(Records from a data source)
|---|
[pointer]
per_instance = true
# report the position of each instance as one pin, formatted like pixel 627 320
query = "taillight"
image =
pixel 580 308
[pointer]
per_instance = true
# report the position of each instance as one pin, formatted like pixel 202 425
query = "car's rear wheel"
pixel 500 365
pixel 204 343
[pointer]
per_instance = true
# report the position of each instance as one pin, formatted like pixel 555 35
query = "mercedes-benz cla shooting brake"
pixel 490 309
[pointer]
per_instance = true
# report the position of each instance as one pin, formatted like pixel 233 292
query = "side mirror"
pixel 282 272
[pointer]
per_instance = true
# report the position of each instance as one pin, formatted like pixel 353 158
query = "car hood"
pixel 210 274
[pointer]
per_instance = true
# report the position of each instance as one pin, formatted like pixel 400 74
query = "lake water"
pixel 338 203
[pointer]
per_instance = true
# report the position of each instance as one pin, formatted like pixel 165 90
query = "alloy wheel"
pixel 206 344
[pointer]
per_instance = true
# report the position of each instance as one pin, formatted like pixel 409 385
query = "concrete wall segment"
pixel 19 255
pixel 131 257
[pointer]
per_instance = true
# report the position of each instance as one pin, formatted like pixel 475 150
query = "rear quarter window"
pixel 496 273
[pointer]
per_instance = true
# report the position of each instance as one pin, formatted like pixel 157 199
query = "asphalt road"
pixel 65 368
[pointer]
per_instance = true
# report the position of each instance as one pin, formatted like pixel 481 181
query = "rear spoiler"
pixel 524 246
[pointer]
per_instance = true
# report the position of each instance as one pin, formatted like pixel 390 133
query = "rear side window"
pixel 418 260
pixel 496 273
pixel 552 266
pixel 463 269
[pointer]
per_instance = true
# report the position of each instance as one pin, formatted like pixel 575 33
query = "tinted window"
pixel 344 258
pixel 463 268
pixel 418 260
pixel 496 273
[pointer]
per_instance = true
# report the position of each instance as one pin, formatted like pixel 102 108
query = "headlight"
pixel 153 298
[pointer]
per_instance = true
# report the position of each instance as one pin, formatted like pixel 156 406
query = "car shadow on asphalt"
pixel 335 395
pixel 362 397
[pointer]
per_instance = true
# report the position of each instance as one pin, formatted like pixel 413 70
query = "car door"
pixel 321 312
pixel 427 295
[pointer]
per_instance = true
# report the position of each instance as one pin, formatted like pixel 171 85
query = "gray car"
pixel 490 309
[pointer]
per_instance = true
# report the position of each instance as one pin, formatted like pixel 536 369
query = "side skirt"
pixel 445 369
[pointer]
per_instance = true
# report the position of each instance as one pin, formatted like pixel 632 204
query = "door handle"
|---|
• **About this task**
Transcribe every entry exactly as it reads.

• **Solved problem**
[pointer]
per_instance = true
# report the position of each instance as one pin, formatted like pixel 627 320
query = "taillight"
image =
pixel 580 308
[pointer]
per_instance = true
# report the position of each instance as one pin, formatted like pixel 202 425
query = "car's rear wheel"
pixel 500 365
pixel 204 343
[pointer]
per_instance = true
# report the position of each instance as one pin, formatted like pixel 555 35
query = "mercedes-benz cla shooting brake"
pixel 490 309
[pointer]
per_instance = true
# report the position of each instance as one pin, formatted like pixel 233 292
query = "side mirror"
pixel 282 272
[pointer]
per_instance = true
# report the position of each instance as one pin, formatted like pixel 353 158
query = "car hood"
pixel 210 274
[pointer]
per_instance = true
# report the position of each instance as one pin, formatted like pixel 400 74
query = "lake water"
pixel 338 203
[pointer]
per_instance = true
# report the position of each instance as one pin, formatted like pixel 165 90
query = "alloy wheel"
pixel 206 344
[pointer]
per_instance = true
# report the position of each instance as one pin, formatted like pixel 409 385
query = "concrete wall segment"
pixel 19 255
pixel 131 257
[pointer]
per_instance = true
# report the position of each instance as one pin, formatted like pixel 475 150
query = "rear quarter window"
pixel 496 273
[pointer]
per_instance = true
# report the position of each instance as one pin, formatted like pixel 157 199
query = "asphalt road"
pixel 65 368
[pointer]
per_instance = true
# report the position of each instance as one pin, formatted like pixel 481 181
query = "rear spoiler"
pixel 524 246
[pointer]
per_instance = true
# report the position of each instance as one pin, formatted like pixel 390 133
query = "rear side window"
pixel 418 260
pixel 496 273
pixel 552 266
pixel 463 269
[pointer]
per_instance = true
# report the position of each instance as one pin, formatted like pixel 575 33
query = "tinted window"
pixel 344 258
pixel 463 268
pixel 418 260
pixel 496 273
[pointer]
per_instance = true
# report the position of each instance as one pin, formatted like pixel 102 108
query = "headlight"
pixel 153 298
[pointer]
per_instance = true
# report the position of each instance as one pin, formatted like pixel 156 406
query = "car shadow on asphalt"
pixel 335 395
pixel 362 397
[pointer]
per_instance = true
# report the position of each instance as one pin, formatted like pixel 413 70
query = "car door"
pixel 321 312
pixel 427 295
[pointer]
per_instance = true
# report the position of each instance as one pin, formatted like pixel 171 85
query = "gray car"
pixel 490 309
[pointer]
per_instance = true
# report the position of each instance as one pin, formatted like pixel 536 369
query = "side skirt"
pixel 445 369
[pointer]
per_instance = true
# report the position of each instance as one pin, formatted like pixel 632 204
query = "door handle"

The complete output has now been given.